Image region labeling entries:
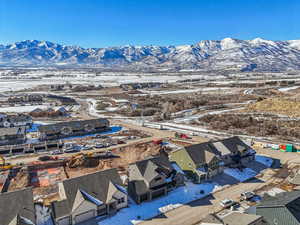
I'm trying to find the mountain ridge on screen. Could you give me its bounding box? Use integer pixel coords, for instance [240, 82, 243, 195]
[0, 38, 300, 71]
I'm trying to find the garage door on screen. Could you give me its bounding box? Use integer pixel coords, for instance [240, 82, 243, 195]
[57, 217, 70, 225]
[75, 210, 95, 223]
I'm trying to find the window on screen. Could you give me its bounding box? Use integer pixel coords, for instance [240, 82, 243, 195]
[118, 198, 125, 204]
[154, 177, 161, 181]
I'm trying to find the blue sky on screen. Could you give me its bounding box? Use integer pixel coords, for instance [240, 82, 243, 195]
[0, 0, 300, 47]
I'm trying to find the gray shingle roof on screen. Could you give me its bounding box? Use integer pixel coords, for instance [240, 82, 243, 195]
[185, 142, 219, 165]
[0, 188, 36, 225]
[0, 127, 26, 136]
[222, 212, 262, 225]
[38, 118, 108, 133]
[52, 169, 122, 218]
[256, 191, 300, 225]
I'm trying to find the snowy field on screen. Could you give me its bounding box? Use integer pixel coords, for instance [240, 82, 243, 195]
[141, 87, 232, 95]
[255, 155, 273, 167]
[0, 71, 218, 93]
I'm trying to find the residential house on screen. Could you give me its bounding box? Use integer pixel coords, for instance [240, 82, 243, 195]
[211, 136, 256, 167]
[38, 118, 109, 140]
[0, 114, 32, 127]
[128, 155, 184, 204]
[169, 142, 223, 183]
[7, 94, 43, 104]
[169, 137, 256, 183]
[52, 169, 127, 225]
[199, 211, 268, 225]
[0, 188, 36, 225]
[256, 191, 300, 225]
[0, 127, 26, 146]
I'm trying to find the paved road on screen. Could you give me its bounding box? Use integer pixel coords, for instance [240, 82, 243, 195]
[142, 149, 300, 225]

Problem =
Update all of the lines above by changing every "bounding box" to "enclosing rectangle" and keeping everything else the same. Leave the pictures out of your answer.

Reply to the task =
I'm trying to find the mountain ridge on screen. Could you give me its enclosing rectangle? Use integer pixel coords, for instance [240, 82, 243, 195]
[0, 38, 300, 71]
I'm trying to find the garage door on screen. Could you give me its enclosing rectangle? Use integer pixel coords, for instance [240, 82, 243, 195]
[57, 217, 70, 225]
[75, 210, 95, 223]
I'm trying to find the window on screen. Could you give me its enclosing rectangle? Use integer pixel coords, for instance [240, 82, 243, 195]
[118, 198, 125, 204]
[154, 177, 161, 181]
I'm trying to find the blue sky on screen. Could you give me its enclosing rectangle? Use integer pixel coords, for instance [240, 82, 243, 195]
[0, 0, 300, 47]
I'm trying to find the gray shingle roof on screen. Could you give me its enclosing rectangle? Use integer pixel coords, for instance [240, 82, 243, 195]
[185, 142, 219, 165]
[0, 188, 36, 225]
[0, 127, 26, 136]
[222, 212, 262, 225]
[38, 118, 108, 133]
[52, 169, 122, 218]
[256, 191, 300, 225]
I'm trying to find the snowy field on screen. Could you give me its enclosing rectangle? Use integer pixel coords, for instance [240, 82, 243, 195]
[141, 87, 232, 95]
[255, 155, 273, 167]
[0, 71, 218, 93]
I'm trying to find the residential house on screen. Could you give me its enclosing rectangle? Use integer pixel coords, for instance [240, 82, 243, 195]
[211, 136, 256, 167]
[38, 118, 109, 140]
[0, 114, 32, 127]
[128, 155, 184, 204]
[169, 142, 223, 183]
[7, 94, 43, 104]
[169, 137, 256, 183]
[52, 169, 127, 225]
[199, 211, 268, 225]
[0, 188, 36, 225]
[256, 191, 300, 225]
[0, 127, 26, 146]
I'm trying to find the paved road on screen. Could you give me its enclosing rectangle? Use integer pixel coords, for instance [240, 82, 243, 195]
[142, 149, 300, 225]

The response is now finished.